#### EXERCISE DATA ####
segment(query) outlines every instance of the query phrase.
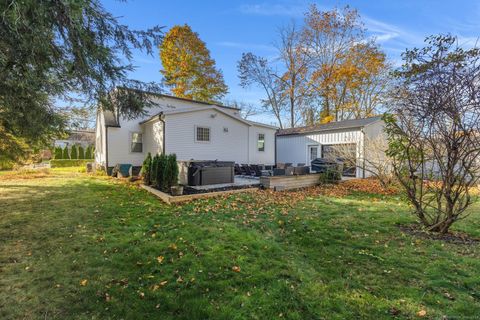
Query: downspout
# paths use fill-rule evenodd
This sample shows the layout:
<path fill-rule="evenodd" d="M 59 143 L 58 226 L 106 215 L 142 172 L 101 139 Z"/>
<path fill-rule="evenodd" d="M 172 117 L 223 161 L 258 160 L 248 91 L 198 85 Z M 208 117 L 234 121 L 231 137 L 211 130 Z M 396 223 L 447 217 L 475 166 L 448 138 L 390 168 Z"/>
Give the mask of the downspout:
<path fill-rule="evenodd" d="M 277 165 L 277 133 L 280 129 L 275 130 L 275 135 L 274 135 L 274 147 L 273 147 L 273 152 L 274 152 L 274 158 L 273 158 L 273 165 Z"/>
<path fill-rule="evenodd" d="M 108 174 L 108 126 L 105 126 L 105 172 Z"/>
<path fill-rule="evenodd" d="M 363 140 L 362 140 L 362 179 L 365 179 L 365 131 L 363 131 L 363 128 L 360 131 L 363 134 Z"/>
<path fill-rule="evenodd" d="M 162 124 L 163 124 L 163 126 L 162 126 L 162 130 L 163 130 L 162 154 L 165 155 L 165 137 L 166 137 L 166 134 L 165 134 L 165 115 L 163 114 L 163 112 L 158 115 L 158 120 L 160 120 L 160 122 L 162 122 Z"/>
####
#### EXERCISE DATA ####
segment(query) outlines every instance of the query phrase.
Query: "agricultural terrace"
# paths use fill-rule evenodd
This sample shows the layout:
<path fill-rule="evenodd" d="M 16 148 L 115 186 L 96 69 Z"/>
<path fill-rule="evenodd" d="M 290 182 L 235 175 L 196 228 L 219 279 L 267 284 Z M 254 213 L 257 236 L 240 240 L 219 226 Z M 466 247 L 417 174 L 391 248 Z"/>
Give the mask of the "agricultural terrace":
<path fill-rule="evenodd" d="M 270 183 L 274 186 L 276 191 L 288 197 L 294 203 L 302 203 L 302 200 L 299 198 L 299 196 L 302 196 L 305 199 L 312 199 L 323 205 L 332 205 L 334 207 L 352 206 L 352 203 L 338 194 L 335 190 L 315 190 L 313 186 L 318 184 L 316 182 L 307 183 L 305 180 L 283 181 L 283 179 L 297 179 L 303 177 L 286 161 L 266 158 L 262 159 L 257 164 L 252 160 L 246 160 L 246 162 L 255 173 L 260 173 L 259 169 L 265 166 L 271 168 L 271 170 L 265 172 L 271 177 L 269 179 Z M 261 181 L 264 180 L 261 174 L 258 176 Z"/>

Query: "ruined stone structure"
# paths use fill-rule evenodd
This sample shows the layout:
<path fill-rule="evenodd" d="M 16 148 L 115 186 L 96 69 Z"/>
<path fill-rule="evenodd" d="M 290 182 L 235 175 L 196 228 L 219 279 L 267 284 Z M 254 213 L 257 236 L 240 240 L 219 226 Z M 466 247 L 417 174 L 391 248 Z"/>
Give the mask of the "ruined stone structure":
####
Your job is to copy out every line from the records above that has the word "stone".

*YOUR SOLUTION*:
Query: "ruined stone structure"
Give the mask of the "ruined stone structure":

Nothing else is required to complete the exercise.